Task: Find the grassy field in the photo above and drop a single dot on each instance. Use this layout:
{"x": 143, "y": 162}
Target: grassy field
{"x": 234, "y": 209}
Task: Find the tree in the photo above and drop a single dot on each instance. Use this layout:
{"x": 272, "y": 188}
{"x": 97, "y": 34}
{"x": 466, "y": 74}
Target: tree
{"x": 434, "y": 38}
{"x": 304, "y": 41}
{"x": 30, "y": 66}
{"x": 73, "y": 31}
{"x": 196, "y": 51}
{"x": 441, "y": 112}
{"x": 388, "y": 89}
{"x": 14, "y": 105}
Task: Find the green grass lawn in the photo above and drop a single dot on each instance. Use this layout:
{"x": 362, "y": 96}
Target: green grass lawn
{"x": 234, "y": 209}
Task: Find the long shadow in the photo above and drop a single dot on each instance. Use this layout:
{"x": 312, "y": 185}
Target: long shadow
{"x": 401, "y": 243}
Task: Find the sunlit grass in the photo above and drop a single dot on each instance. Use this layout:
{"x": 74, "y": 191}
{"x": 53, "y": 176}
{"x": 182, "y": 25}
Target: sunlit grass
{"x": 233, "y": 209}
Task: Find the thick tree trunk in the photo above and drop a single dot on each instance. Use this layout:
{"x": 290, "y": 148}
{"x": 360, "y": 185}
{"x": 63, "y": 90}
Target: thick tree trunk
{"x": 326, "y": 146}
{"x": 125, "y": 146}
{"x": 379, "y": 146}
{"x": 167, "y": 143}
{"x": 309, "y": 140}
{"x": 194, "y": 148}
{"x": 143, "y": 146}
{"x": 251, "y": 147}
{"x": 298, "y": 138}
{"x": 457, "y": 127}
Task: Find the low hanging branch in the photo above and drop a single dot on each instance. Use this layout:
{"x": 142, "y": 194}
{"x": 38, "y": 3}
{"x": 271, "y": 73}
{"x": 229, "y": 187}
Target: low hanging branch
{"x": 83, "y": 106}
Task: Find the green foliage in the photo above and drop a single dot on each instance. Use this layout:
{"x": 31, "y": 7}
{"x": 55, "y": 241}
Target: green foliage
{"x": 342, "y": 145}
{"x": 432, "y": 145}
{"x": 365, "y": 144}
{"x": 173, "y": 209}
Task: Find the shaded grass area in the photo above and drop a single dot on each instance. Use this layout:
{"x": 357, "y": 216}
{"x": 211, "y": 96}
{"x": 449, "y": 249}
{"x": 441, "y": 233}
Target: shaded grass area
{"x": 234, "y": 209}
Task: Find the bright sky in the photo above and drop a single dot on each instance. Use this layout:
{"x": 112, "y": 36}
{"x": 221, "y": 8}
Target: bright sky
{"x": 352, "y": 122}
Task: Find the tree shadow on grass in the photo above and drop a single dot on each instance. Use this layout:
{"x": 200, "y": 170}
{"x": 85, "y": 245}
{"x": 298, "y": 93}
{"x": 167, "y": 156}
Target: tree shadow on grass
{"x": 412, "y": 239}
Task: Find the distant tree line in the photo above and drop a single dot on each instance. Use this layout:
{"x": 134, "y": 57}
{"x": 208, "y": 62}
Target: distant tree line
################
** Exercise prompt **
Each record must be transcribed word for word.

** Answer section **
Task: Find the grassy field in the photo above and drop a single dot on each instance. Use this layout:
{"x": 143, "y": 162}
Target: grassy field
{"x": 234, "y": 209}
Task: Find the tree in the photo above and drop a single dot on each instance. Use this layout:
{"x": 272, "y": 188}
{"x": 97, "y": 34}
{"x": 466, "y": 74}
Target: tree
{"x": 434, "y": 38}
{"x": 304, "y": 41}
{"x": 30, "y": 66}
{"x": 73, "y": 31}
{"x": 196, "y": 51}
{"x": 441, "y": 112}
{"x": 388, "y": 89}
{"x": 14, "y": 105}
Task: Find the green grass lawn in the photo above and drop a single dot on each instance. Use this layout:
{"x": 362, "y": 96}
Target: green grass lawn
{"x": 234, "y": 209}
Task: Find the long shadow in the photo above and drop a single dot on each instance. Use this layout:
{"x": 312, "y": 185}
Target: long shadow
{"x": 401, "y": 243}
Task: Find the sunlit grass in the photo above and drop a single dot on each instance. Use this layout:
{"x": 74, "y": 191}
{"x": 53, "y": 176}
{"x": 182, "y": 25}
Target: sunlit grass
{"x": 233, "y": 209}
Task: Find the thick tree trunk in the photo above and drop a single dot on each instance. Use this layout:
{"x": 290, "y": 148}
{"x": 360, "y": 185}
{"x": 63, "y": 90}
Target: thick tree trunk
{"x": 326, "y": 146}
{"x": 125, "y": 146}
{"x": 379, "y": 146}
{"x": 167, "y": 143}
{"x": 309, "y": 140}
{"x": 194, "y": 148}
{"x": 143, "y": 146}
{"x": 251, "y": 147}
{"x": 298, "y": 138}
{"x": 457, "y": 127}
Task: Find the low hanging branch in the photo above and drop a single dot on each instance. Use this layout:
{"x": 142, "y": 194}
{"x": 38, "y": 3}
{"x": 271, "y": 73}
{"x": 229, "y": 187}
Target: low hanging branch
{"x": 83, "y": 106}
Task: Find the green foliage in the photo above and drop a single dot on each instance. Use this layout:
{"x": 31, "y": 7}
{"x": 55, "y": 241}
Target: green foliage
{"x": 342, "y": 145}
{"x": 432, "y": 145}
{"x": 365, "y": 144}
{"x": 173, "y": 209}
Task: Find the shaded grass area in the photo above and drop a single dot on each instance. Use this layout:
{"x": 357, "y": 216}
{"x": 211, "y": 96}
{"x": 449, "y": 249}
{"x": 441, "y": 233}
Target: shaded grass area
{"x": 234, "y": 209}
Task: Find the bright sky in the photo above and drop a single dot on each instance. Use this layout:
{"x": 112, "y": 36}
{"x": 221, "y": 8}
Target: bright sky
{"x": 352, "y": 122}
Task: Find the tree shadow on grass in the photo above and drop a single dot on each instance. Use this layout:
{"x": 200, "y": 170}
{"x": 85, "y": 245}
{"x": 298, "y": 93}
{"x": 167, "y": 156}
Target: tree shadow on grass
{"x": 412, "y": 239}
Task: Find the distant tree line in the photo above and drop a single dot on each instance. Use this layout:
{"x": 134, "y": 57}
{"x": 208, "y": 62}
Target: distant tree line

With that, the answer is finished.